Given problem:
Take the line that contains "One marker for each instance of the window frame." as the first and the last line of the material as the final one; set down exactly the lines in that span.
── Data rows
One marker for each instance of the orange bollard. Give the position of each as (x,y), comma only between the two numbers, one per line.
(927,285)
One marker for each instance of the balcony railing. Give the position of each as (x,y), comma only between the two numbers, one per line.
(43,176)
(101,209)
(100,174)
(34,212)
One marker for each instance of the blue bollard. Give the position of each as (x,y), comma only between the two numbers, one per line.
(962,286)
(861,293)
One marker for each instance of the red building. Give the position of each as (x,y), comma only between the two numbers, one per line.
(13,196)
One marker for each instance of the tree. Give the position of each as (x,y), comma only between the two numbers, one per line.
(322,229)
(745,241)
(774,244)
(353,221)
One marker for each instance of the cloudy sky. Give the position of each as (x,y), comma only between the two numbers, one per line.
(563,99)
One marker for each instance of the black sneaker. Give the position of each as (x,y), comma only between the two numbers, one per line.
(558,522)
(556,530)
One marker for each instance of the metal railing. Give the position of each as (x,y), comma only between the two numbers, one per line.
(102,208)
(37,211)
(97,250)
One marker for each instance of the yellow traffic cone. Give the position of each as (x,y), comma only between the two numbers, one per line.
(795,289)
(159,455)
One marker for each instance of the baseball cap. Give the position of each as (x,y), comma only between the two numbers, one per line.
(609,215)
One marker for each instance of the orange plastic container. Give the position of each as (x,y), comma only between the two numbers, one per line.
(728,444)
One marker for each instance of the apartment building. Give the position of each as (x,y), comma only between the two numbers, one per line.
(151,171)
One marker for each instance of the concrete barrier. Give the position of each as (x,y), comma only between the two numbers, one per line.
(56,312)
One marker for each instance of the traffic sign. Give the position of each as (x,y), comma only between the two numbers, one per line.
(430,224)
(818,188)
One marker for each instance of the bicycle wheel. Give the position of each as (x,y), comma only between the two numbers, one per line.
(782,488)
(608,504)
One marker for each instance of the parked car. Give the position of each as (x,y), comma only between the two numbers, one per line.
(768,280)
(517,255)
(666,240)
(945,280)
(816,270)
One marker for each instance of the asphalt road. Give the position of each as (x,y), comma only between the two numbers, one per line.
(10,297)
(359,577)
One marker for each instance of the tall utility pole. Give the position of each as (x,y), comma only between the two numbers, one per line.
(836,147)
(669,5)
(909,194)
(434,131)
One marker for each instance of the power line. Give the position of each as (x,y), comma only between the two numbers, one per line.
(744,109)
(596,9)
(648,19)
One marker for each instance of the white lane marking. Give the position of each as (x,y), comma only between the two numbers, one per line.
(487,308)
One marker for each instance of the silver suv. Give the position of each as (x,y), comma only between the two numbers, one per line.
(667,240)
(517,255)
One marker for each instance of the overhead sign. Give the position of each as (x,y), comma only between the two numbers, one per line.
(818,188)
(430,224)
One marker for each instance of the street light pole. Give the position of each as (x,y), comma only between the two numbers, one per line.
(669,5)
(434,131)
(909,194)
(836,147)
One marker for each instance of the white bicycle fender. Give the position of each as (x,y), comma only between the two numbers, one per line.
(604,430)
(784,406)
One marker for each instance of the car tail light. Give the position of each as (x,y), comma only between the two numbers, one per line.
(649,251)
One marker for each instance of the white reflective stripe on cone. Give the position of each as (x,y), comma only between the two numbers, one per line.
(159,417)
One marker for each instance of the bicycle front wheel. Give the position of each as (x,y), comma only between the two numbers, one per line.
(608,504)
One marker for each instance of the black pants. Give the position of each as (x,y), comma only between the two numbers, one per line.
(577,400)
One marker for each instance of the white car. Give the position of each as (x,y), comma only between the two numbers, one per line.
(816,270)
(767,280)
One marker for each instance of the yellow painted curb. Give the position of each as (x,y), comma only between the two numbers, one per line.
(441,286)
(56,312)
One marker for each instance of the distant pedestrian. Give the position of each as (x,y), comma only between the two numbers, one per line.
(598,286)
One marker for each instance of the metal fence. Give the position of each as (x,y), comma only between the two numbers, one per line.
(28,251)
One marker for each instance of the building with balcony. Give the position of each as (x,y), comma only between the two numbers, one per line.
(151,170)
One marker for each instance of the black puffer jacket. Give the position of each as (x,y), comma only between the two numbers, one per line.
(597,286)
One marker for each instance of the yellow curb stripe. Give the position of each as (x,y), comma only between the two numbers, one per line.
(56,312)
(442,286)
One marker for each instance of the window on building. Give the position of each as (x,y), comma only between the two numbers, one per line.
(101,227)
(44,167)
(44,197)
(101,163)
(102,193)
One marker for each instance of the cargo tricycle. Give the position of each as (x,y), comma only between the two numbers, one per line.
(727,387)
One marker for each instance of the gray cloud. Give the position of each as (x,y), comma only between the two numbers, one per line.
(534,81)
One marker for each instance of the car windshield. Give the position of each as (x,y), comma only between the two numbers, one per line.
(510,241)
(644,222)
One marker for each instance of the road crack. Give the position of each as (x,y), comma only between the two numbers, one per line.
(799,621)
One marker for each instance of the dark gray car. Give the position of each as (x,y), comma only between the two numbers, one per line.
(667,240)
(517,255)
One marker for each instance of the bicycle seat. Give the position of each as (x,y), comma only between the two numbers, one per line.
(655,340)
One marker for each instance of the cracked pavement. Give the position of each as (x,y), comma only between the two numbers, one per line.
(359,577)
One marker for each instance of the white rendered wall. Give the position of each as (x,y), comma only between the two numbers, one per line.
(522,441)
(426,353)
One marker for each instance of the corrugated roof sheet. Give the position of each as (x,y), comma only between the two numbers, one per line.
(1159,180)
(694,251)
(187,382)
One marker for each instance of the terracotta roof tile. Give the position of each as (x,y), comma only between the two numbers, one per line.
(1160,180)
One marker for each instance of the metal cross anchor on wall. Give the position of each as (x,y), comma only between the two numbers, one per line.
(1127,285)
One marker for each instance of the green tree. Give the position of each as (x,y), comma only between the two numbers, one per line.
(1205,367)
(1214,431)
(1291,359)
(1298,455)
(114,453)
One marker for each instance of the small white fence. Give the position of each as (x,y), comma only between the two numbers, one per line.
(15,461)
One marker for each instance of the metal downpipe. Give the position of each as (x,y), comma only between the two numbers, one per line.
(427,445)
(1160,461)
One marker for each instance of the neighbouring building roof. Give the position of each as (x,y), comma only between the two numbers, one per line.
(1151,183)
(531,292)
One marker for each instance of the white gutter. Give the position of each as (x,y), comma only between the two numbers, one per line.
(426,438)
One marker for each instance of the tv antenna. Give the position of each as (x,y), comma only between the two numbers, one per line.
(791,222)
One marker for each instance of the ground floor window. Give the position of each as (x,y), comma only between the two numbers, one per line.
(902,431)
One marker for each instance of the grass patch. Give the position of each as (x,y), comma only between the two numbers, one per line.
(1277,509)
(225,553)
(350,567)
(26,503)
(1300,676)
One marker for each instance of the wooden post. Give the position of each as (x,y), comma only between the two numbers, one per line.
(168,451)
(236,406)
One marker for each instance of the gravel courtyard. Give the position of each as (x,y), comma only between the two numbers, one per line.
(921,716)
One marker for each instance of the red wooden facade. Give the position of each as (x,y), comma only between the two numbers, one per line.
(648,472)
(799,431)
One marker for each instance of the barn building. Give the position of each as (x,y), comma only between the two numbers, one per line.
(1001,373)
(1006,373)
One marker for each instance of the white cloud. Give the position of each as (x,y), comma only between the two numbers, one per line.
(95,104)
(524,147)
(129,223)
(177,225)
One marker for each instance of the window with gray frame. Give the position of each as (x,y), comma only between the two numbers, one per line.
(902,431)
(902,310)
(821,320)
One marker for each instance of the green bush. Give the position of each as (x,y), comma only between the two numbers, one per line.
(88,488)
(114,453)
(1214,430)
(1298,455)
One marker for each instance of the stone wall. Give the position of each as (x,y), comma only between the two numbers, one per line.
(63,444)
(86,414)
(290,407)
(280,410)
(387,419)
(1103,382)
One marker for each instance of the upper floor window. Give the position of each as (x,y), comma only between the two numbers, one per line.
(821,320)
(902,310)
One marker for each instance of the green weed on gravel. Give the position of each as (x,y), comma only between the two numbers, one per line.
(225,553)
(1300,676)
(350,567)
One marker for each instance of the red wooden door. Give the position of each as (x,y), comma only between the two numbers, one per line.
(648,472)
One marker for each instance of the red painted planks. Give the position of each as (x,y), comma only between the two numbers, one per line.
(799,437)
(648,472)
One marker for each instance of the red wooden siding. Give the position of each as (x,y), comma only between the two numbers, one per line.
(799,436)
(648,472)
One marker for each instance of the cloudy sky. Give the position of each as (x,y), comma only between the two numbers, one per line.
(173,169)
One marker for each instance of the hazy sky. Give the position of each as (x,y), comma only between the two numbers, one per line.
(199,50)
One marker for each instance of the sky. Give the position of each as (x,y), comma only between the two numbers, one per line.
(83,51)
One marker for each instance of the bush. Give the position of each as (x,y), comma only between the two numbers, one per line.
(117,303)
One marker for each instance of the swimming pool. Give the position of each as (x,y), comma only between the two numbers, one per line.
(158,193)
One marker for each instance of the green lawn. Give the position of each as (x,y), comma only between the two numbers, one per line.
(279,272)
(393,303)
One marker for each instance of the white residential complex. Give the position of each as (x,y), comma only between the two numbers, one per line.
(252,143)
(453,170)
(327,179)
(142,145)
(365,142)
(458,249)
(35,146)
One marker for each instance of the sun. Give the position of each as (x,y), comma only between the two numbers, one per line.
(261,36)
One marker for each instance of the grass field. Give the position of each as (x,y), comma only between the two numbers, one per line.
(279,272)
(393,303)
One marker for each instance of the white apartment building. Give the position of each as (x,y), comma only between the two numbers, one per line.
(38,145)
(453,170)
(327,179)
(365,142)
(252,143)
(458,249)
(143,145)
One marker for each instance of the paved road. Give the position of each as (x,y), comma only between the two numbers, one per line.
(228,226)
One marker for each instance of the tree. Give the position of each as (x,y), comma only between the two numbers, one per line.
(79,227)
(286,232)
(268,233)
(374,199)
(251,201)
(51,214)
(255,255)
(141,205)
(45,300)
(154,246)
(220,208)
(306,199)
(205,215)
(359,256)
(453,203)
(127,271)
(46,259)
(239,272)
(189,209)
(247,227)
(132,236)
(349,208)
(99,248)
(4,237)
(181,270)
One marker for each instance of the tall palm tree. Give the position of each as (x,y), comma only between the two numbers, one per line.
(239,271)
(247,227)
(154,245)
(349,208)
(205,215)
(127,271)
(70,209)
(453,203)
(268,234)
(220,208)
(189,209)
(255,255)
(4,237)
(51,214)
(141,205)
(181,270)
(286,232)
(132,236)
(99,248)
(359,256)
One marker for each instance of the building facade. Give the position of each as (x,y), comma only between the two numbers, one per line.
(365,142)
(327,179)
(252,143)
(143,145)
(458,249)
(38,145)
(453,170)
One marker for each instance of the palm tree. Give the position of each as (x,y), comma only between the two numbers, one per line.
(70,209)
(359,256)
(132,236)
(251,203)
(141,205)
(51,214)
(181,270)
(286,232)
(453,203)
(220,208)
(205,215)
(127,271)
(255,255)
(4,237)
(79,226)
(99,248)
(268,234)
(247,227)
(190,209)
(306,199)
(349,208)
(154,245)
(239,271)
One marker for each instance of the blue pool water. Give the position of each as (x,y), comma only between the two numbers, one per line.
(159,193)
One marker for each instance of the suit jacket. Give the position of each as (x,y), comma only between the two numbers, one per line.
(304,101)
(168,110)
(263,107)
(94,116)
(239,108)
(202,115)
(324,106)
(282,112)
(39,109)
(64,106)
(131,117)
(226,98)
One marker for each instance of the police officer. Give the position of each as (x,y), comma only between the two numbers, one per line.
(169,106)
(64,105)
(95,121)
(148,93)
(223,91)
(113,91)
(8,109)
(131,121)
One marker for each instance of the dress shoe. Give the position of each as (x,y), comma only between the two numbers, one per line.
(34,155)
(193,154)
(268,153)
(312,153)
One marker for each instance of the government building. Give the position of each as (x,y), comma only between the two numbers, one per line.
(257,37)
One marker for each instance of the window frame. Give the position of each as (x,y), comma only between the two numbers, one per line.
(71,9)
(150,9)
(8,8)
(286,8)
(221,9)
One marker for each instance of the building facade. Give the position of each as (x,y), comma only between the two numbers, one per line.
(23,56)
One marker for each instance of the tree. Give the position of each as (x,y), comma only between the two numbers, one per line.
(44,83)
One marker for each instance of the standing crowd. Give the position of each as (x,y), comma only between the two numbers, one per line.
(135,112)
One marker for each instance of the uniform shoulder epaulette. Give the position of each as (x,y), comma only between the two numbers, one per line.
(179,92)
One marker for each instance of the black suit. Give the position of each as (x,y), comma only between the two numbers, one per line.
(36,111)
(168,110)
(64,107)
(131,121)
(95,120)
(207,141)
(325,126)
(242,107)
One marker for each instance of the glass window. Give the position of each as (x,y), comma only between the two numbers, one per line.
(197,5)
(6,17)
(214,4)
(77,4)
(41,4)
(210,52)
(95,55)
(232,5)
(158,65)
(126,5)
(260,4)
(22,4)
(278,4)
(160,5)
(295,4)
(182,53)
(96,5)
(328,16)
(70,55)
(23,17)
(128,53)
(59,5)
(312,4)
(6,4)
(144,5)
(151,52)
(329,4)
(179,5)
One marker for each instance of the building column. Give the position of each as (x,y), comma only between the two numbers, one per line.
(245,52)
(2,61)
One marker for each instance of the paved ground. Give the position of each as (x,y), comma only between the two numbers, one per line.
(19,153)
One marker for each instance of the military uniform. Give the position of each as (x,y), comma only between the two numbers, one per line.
────
Reply to the task:
One marker for each instance of the window frame. Give the position of each as (x,y), comma only between the two numbers, one per line.
(71,9)
(150,9)
(8,8)
(286,8)
(221,9)
One marker for each instance of the building facade. Give the position of each as (x,y), comma only between the two numbers, one per line.
(23,56)
One marker for each instance of the tree. Give the position of each as (x,y), comma only between the two numbers, one per line.
(44,83)
One marker for each instance of the standing crowd. Give the position of each as (x,y), comma only between the two numbers, one per line.
(135,112)
One marker for each instance of the uniform shoulder epaulette. Give the position of each as (x,y), comma only between the two numbers, one per line.
(179,92)
One marker for each instance of the black suit. Give the position of each as (x,y), comma only between the two numbers, one per line.
(36,111)
(168,110)
(64,107)
(131,121)
(95,120)
(207,141)
(325,126)
(242,107)
One marker for each instance of the glass window. Give the position of each as (x,y), comma only between the two numbers, one per line.
(197,5)
(6,17)
(214,4)
(77,4)
(41,4)
(210,52)
(95,55)
(232,5)
(158,65)
(126,5)
(260,4)
(22,4)
(278,4)
(160,5)
(295,4)
(182,53)
(96,5)
(328,16)
(70,55)
(23,17)
(128,53)
(59,5)
(312,4)
(6,4)
(144,5)
(151,52)
(329,4)
(179,5)
One marker for each instance of the building column. Give the position of each as (x,y), comma only between the two numbers, one per line.
(245,52)
(2,61)
One marker for each instance of the paved ground. Give the position of each as (x,y), comma only between the two numbers, one per line.
(19,153)
One marker for each instance of the military uniform. Give the position of each as (x,y), comma only between the two numbers, one per line.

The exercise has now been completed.